**The request**
Reproduce the lines below in full, changing each occurrence of "green grass" to "lawn" and leaving everything else unaltered.

**The data**

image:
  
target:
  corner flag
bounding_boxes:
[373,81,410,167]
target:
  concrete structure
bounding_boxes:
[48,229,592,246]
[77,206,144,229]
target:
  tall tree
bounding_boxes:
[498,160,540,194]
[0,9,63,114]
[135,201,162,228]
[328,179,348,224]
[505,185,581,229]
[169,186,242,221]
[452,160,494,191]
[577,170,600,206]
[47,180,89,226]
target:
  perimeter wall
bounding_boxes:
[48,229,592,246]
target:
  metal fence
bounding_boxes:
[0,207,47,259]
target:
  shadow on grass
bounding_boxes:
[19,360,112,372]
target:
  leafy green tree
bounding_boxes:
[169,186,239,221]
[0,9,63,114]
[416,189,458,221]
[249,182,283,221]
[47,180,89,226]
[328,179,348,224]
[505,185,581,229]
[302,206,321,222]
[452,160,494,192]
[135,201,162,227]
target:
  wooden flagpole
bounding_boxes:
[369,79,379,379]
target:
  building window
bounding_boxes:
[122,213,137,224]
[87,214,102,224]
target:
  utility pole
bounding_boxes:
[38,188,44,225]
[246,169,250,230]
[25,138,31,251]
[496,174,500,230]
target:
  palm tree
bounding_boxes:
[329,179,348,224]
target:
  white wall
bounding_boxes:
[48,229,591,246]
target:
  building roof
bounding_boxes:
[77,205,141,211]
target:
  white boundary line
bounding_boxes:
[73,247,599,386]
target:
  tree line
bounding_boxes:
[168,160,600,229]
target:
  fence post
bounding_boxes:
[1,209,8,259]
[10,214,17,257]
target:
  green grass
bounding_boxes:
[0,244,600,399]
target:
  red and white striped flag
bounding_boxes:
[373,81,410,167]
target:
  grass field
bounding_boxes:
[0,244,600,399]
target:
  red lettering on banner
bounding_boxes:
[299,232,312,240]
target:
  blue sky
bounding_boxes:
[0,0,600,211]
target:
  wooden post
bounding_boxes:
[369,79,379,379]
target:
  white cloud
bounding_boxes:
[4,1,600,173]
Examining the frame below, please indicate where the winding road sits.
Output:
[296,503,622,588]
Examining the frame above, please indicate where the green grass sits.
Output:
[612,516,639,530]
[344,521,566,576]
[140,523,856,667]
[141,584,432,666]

**Correct result**
image:
  
target:
  corner flag
bounding_boxes:
[373,81,410,167]
target:
  concrete structure
bounding_boxes:
[48,229,592,246]
[77,206,144,229]
target:
  tall tree
bounding_boxes:
[498,160,540,194]
[0,9,63,114]
[135,201,162,228]
[328,179,348,224]
[505,185,581,229]
[169,186,242,221]
[452,160,494,191]
[577,170,600,206]
[47,180,89,226]
target:
  perimeter wall
bounding_boxes:
[48,229,592,246]
target:
  metal fence
bounding_boxes:
[0,207,47,259]
target:
  shadow on grass
bounding_boxes:
[19,360,112,372]
target:
  leafy green tree
bounding_boxes:
[169,186,239,221]
[0,9,63,114]
[416,189,458,221]
[249,182,283,221]
[47,180,89,226]
[328,179,348,224]
[505,185,581,229]
[302,206,321,222]
[452,160,494,192]
[135,201,162,227]
target:
  wooden flagpole
bounding_boxes:
[369,79,379,379]
target:
  building window
bounding_boxes:
[122,213,137,224]
[87,214,102,224]
target:
  utility pole
bounding_boxes:
[38,188,44,225]
[246,169,250,230]
[25,138,31,251]
[496,174,500,230]
target:
  palm tree
bounding_boxes:
[329,179,348,224]
target:
  white wall
bounding_boxes:
[48,229,591,246]
target:
  building roof
bounding_boxes:
[77,205,141,211]
target:
  white boundary line
bounding_boxes:
[73,247,599,386]
target:
  tree line
bounding_boxes:
[168,160,600,229]
target:
  fence post
bounding_boxes:
[1,209,8,259]
[10,214,17,257]
target:
  lawn
bounding_boxes:
[0,244,600,399]
target:
  red and white striped flag
bounding_boxes:
[373,81,410,167]
target:
  grass field
bounding_boxes:
[0,244,600,399]
target:
  red lettering on banner
bounding_boxes:
[299,232,312,240]
target:
  blue sky
bounding_boxes:
[0,0,600,211]
target:
  wooden post
bounding_boxes:
[369,79,379,379]
target:
  white cloud
bounding_boxes:
[4,1,600,173]
Examining the frame below, please indicate where the winding road sits.
Output:
[296,503,622,588]
Examining the frame above, please indicate where the lawn sits.
Output:
[612,516,639,530]
[344,521,566,576]
[140,523,856,667]
[141,584,432,666]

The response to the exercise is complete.